When duplicating the records beneath this instruction, omit every picture and keep all else exact.

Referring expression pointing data
■ ■ ■ ■ ■

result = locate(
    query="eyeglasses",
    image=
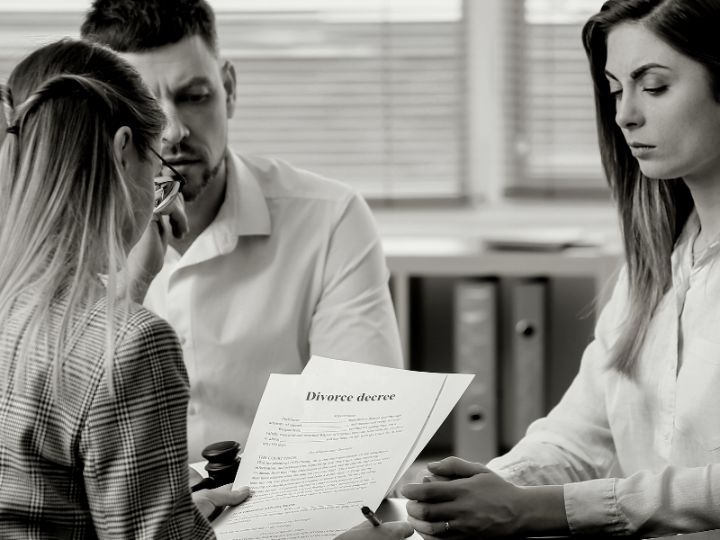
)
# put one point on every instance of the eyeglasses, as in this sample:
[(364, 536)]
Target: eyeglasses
[(167, 191)]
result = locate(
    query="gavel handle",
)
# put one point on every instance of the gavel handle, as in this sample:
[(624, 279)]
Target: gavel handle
[(208, 483), (205, 483)]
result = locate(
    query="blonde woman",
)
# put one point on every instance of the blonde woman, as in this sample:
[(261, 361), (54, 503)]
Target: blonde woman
[(93, 390)]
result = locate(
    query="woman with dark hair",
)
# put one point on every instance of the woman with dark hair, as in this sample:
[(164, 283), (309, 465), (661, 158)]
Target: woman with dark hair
[(634, 445)]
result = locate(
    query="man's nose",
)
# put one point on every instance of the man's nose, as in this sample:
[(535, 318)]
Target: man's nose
[(175, 129)]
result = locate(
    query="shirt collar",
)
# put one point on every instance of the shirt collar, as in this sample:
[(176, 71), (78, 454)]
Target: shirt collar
[(245, 211), (682, 254)]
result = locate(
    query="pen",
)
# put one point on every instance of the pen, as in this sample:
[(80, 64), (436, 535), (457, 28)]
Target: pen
[(371, 517)]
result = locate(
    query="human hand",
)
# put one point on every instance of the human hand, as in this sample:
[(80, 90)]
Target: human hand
[(386, 531), (209, 501), (472, 501), (147, 256)]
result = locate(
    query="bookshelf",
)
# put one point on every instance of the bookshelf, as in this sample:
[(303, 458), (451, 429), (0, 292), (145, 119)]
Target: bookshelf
[(425, 274), (412, 256)]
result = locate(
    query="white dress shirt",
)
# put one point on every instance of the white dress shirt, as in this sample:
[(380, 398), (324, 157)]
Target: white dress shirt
[(291, 266), (640, 455)]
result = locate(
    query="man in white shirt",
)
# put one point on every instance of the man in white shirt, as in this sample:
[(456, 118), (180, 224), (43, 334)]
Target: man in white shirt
[(278, 263)]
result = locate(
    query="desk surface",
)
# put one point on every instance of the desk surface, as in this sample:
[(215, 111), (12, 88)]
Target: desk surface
[(394, 510)]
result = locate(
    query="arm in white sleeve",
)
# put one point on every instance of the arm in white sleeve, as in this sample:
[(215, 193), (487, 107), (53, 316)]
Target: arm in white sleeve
[(574, 441), (354, 319), (674, 500)]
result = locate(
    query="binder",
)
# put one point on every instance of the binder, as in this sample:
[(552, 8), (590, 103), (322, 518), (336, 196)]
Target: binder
[(523, 366), (475, 418)]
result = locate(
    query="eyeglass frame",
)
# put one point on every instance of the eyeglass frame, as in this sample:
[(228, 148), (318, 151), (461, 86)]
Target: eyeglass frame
[(178, 180)]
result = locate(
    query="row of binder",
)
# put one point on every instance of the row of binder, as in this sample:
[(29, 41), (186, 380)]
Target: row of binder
[(500, 335)]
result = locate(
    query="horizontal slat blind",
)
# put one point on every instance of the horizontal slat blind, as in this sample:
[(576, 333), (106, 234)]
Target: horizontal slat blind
[(358, 91), (555, 143), (370, 92)]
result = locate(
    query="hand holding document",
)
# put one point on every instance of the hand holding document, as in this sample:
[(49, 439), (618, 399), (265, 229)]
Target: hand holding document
[(331, 440)]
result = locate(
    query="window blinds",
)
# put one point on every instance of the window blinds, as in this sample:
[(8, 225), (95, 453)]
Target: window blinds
[(554, 146), (368, 92)]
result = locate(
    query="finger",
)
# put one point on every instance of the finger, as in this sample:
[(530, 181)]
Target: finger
[(178, 217), (439, 512), (429, 477), (454, 467), (430, 491), (401, 528), (432, 530), (194, 477)]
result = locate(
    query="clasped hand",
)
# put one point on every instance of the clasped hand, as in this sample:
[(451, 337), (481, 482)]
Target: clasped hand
[(460, 499)]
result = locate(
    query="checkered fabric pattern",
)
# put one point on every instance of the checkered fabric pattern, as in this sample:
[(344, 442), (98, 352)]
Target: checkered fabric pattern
[(92, 465)]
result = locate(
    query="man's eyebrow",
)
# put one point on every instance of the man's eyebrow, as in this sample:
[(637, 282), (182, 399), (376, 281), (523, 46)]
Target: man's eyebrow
[(195, 81), (639, 72)]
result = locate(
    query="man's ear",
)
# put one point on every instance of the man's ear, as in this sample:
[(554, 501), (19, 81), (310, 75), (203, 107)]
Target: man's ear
[(230, 85), (122, 146)]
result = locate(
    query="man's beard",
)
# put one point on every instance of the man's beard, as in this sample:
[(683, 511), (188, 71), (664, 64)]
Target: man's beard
[(191, 193)]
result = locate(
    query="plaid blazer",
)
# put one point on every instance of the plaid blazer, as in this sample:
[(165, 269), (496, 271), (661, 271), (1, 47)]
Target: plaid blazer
[(88, 465)]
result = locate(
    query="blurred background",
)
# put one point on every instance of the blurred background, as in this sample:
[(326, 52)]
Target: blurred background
[(469, 127)]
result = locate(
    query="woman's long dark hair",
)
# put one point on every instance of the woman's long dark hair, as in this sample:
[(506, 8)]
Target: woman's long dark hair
[(652, 211)]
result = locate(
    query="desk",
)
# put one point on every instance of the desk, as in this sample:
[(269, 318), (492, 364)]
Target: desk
[(394, 510)]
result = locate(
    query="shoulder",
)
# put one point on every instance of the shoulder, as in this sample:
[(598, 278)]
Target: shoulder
[(279, 179), (138, 332)]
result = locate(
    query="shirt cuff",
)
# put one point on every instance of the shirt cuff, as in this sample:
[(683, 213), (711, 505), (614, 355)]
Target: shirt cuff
[(591, 507)]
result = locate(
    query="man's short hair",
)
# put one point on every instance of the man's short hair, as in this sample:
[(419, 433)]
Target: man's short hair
[(141, 25)]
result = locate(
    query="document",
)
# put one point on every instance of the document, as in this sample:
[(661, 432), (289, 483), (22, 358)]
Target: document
[(329, 441)]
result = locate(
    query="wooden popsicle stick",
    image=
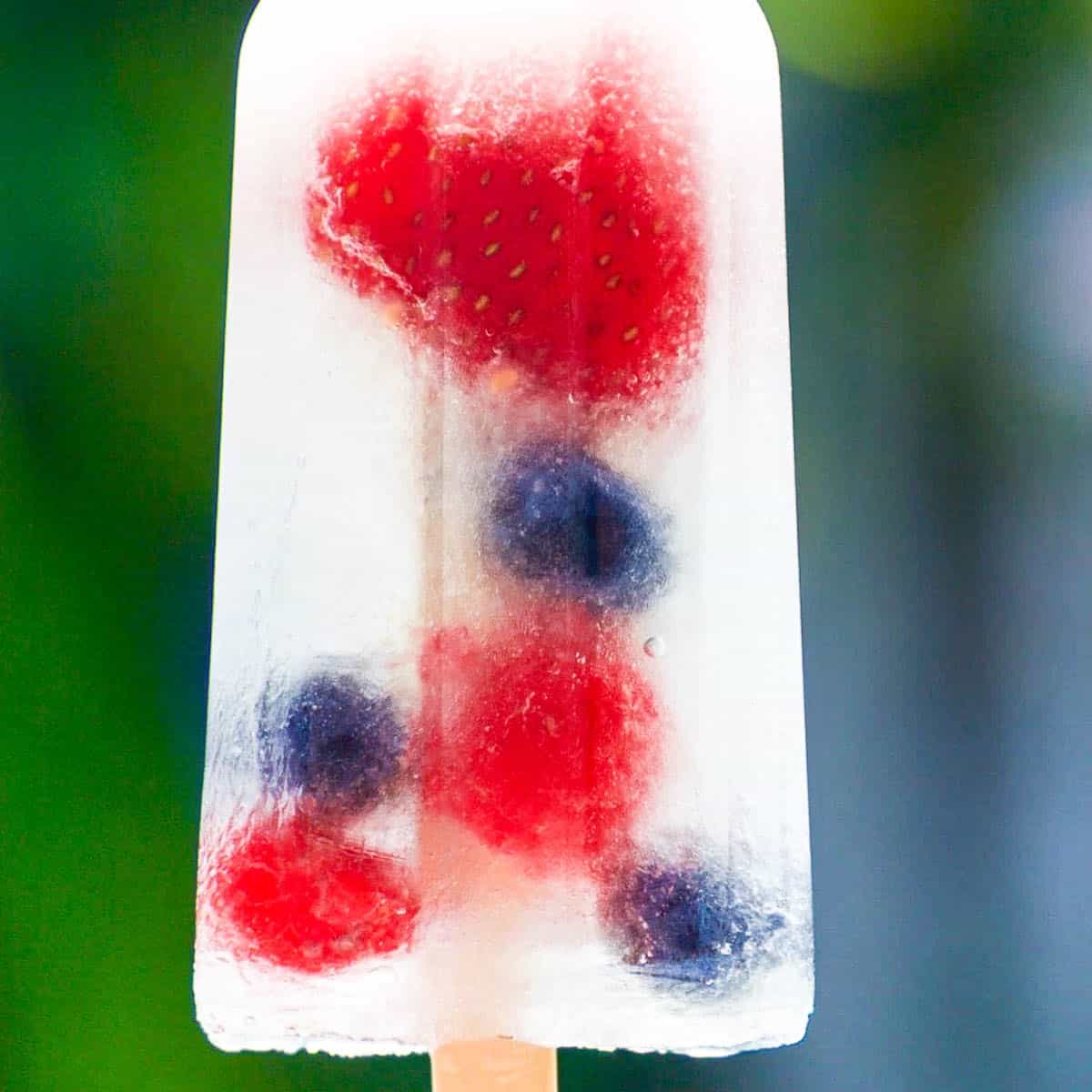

■ ■ ■ ■ ■

Expected output =
result = locate(
    query="eyeglasses",
    image=
)
# put one point on every instance of the eyeglasses, as in this sample:
[(364, 536)]
Target: eyeglasses
[(167, 191)]
result = locate(
    query="gavel handle",
)
# put one point on every instance of the gavel handle, as in this sample:
[(624, 279)]
Target: gavel handle
[(208, 483), (205, 483)]
result = locate(
    query="blonde woman",
)
# put one point on every instance of the blonde woman, as in this sample:
[(261, 361), (54, 503)]
Target: blonde woman
[(93, 390)]
result = locate(
    query="woman with dark hair",
)
# put one point on every instance of the woman with dark hair, as in this sample:
[(164, 283), (309, 465), (661, 158)]
Target: woman with dark hair
[(634, 445)]
result = locate(
    query="man's nose",
)
# put one point on every instance of the man's nose, as in this sample:
[(535, 318)]
Target: man's nose
[(175, 129)]
result = locate(
    query="shirt collar",
)
# put one point on every instance of the shirt collar, as in this sample:
[(176, 71), (78, 454)]
Target: shirt collar
[(245, 211), (682, 254)]
result = locate(
    query="pen",
)
# put one point on every instance of the pen, as in this sample:
[(80, 64), (436, 535), (457, 28)]
Target: pen
[(371, 517)]
result = locate(
    query="human hand",
)
# put one point on every instance of the human hand, as in this sample:
[(80, 90)]
Target: human hand
[(386, 531), (209, 501), (472, 501), (147, 256)]
result = locate(
    query="bookshelf",
)
# put one point on every instance of the bookshelf, as in this sample:
[(303, 458), (451, 429), (0, 292), (145, 119)]
Target: bookshelf
[(425, 274), (412, 256)]
result = locate(
    query="white dress shirt",
)
# put one point on every instance of the white dress shirt, as in this sample:
[(380, 398), (324, 157)]
Target: white dress shirt
[(291, 266), (640, 455)]
result = locate(
    query="man in white shirt",
)
# put one point on every instance of the man in white shirt, as in this sample:
[(456, 118), (180, 224), (43, 334)]
Target: man in white shirt
[(278, 263)]
result = locate(
    query="desk surface",
)
# put one point on every instance of the desk surface, as in this sample:
[(215, 111), (12, 88)]
Target: desk surface
[(394, 510)]
result = locate(
    query="arm in white sleeve",
)
# put one point on every instance of the arm in white sleeve, as in this sample:
[(215, 193), (487, 107), (53, 316)]
Target: arm in white sleeve
[(574, 441), (354, 319), (674, 500)]
result = locate(
    query="binder",
)
# put one point on every instance of the binder, as in this sample:
[(552, 8), (590, 103), (322, 518), (336, 196)]
Target: binder
[(523, 366), (475, 418)]
result = locate(
    query="eyeglass frame",
)
# put one point on every instance of the eyeglass frame, as in this sample:
[(228, 148), (318, 151), (461, 86)]
Target: eyeglass frame
[(178, 180)]
result = locate(
    query="row of binder",
)
# put one point on every instance of the row of binder, as in this sample:
[(29, 41), (186, 380)]
Target: row of binder
[(500, 335)]
result = locate(
    query="horizontal slat blind",
)
# put one point on every instance of the horizontal slat blind, as in this sample:
[(576, 333), (106, 234)]
Target: horizontal slat blind
[(358, 91), (555, 143), (370, 92)]
result = locate(
    query="hand holding document",
)
# put one point on every instance of the hand holding document, as in this sample:
[(49, 439), (618, 399), (265, 229)]
Target: hand holding document
[(331, 440)]
result = locate(
    query="window blinds",
)
# put one point on every instance of the window blinds, as in this sample:
[(8, 225), (95, 453)]
Target: window blinds
[(554, 146), (368, 92)]
result = locate(
    query="finger",
)
# put one point on every instance of the finger, as in this sample:
[(530, 181)]
Target: finger
[(178, 217), (439, 512), (429, 477), (454, 467), (430, 491), (401, 528), (432, 530), (194, 477)]
result = locate(
    query="clasped hand",
)
# put one point on every instance of the clasped hand, as in this sample:
[(451, 337), (481, 482)]
Target: clasped hand
[(460, 499)]
result = locate(
    query="checkered fabric pattern",
)
# put one point on every instance of the checkered fabric pattern, as in this sample:
[(344, 442), (98, 352)]
Target: checkered fabric pattern
[(92, 465)]
result = locate(
    query="man's eyebrow",
)
# put one point on every instance of the man's eyebrow, as in this sample:
[(637, 282), (182, 399), (376, 281), (523, 46)]
Target: man's eyebrow
[(195, 81), (639, 72)]
result = locate(
    query="man's ear",
)
# put one point on every instance of the man's ear, as in this sample:
[(554, 501), (19, 81), (310, 75), (203, 107)]
Target: man's ear
[(230, 85), (122, 146)]
result = locate(
    query="man's beard",
)
# put one point on every instance of the man's beard, as in this sample:
[(683, 511), (188, 71), (664, 64)]
Target: man's beard
[(191, 193)]
result = locate(
    query="plaid blazer",
)
# put one point on every instance of the plaid blazer, as in this sample:
[(165, 269), (496, 271), (661, 271), (1, 47)]
Target: plaid blazer
[(88, 465)]
result = locate(
    query="blurred background",
)
# put one point on every instance of the blurred background, as in this sample:
[(326, 52)]
Target: blurred background
[(469, 127)]
result = locate(
    query="woman's long dark hair",
)
# put one point on every instance of the woman's long dark hair, as in this sample:
[(506, 8)]
Target: woman's long dark hair
[(652, 211)]
result = locate(
    query="desk",
)
# put one point on every instance of the desk, as in this sample:
[(269, 318), (492, 364)]
Target: desk
[(394, 510)]
result = locate(
    query="shoulder",
)
# put one point on every instance of the shoulder, as in this sample:
[(598, 278)]
Target: shoulder
[(279, 179), (138, 332)]
result = locate(
    query="shirt cuff",
)
# put one point on every instance of the shirt cuff, as in this sample:
[(683, 213), (711, 505), (614, 355)]
Target: shirt cuff
[(591, 507)]
result = locate(
    query="man's short hair",
)
# put one point on every instance of the man's short hair, as in this sample:
[(419, 433)]
Target: man's short hair
[(141, 25)]
result = locate(
    query="document",
)
# put one point on every instance of the document, as in this sample:
[(661, 432), (289, 483), (22, 358)]
Target: document
[(329, 441)]
result = locate(
    query="wooden popsicle stick",
    image=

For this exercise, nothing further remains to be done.